◆ What is needed: Can you transcribe each of the records below word for word, leaving nothing out?

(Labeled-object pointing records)

* * *

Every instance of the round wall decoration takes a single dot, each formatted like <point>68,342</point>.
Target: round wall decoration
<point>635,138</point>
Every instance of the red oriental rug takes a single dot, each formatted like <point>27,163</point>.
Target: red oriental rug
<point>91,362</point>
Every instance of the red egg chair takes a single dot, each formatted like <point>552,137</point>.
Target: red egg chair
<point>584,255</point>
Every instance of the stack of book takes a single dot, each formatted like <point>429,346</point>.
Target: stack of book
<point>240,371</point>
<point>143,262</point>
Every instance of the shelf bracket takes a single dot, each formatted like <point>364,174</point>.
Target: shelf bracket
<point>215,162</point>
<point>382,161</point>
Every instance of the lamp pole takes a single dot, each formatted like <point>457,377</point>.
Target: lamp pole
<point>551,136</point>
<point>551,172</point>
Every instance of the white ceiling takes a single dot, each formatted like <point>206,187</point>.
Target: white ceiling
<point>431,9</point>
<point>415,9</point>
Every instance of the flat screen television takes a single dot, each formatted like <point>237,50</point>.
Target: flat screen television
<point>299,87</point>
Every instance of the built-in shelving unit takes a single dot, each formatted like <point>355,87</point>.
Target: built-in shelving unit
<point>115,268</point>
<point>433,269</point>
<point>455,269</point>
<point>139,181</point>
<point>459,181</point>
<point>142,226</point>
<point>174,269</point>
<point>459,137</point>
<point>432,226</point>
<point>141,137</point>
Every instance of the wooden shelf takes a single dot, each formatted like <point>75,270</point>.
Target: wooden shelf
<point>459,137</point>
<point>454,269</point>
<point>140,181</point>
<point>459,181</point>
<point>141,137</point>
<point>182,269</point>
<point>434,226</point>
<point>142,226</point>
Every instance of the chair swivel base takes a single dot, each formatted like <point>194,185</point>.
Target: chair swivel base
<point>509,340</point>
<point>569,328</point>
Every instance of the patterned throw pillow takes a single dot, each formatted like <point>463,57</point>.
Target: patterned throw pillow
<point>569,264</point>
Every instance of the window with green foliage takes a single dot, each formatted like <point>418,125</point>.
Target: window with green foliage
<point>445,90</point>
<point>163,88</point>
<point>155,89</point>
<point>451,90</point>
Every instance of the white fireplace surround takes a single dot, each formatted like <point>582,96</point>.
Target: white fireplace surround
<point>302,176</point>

* * *

◆ Correct result:
Every instance of the round wall decoration takes a single dot, each formatted like <point>68,342</point>.
Target: round wall decoration
<point>635,138</point>
Every instance of the red oriental rug takes a single dot, each formatted like <point>27,163</point>.
Target: red oriental rug
<point>91,362</point>
Every instance of the red egg chair takes a single dot, each formatted like <point>552,137</point>.
Target: red egg chair
<point>584,255</point>
Every instance of the stack of book takes a single dot, each formatted like <point>429,346</point>.
Target: stack of book
<point>240,371</point>
<point>143,262</point>
Every instance of the shelf bracket takes a single dot, each formatted like <point>364,174</point>.
Target: shelf bracket
<point>215,162</point>
<point>382,161</point>
Every instance of the lamp pole takes a single dot, each formatted like <point>457,377</point>.
Target: lamp pole
<point>551,136</point>
<point>551,172</point>
Every instance of the white ceiling takes a single dot, each formatted like <point>206,187</point>.
Target: white ceiling
<point>431,9</point>
<point>415,9</point>
Every instance of the flat screen television takes a single dot, each formatted like <point>237,50</point>.
Target: flat screen television
<point>299,87</point>
Every instance of the built-in shelving unit takes a single dot, each formatted like <point>355,87</point>.
Target: built-in shelving unit
<point>115,268</point>
<point>433,269</point>
<point>455,269</point>
<point>139,181</point>
<point>459,181</point>
<point>142,226</point>
<point>174,269</point>
<point>459,137</point>
<point>432,226</point>
<point>141,137</point>
Every instance of the wooden shelf takes a single dot, each formatted like <point>75,270</point>.
Target: wooden shelf
<point>459,137</point>
<point>454,269</point>
<point>140,181</point>
<point>459,181</point>
<point>141,137</point>
<point>182,269</point>
<point>434,226</point>
<point>142,226</point>
Every instance of the chair swivel base takes a single dot, each formatted like <point>194,185</point>.
Target: chair swivel base
<point>509,340</point>
<point>569,328</point>
Every instance of the patterned throw pillow takes a single dot, each formatted like <point>463,57</point>.
Target: patterned throw pillow
<point>569,264</point>
Every instance of the window with green foliage takes a single dot, each formatted like <point>418,125</point>.
Target: window with green foliage
<point>445,90</point>
<point>163,88</point>
<point>155,89</point>
<point>451,90</point>
Every instance of the white fireplace surround takes a single dot, each formatted like <point>582,96</point>.
Target: white fireplace surround
<point>302,176</point>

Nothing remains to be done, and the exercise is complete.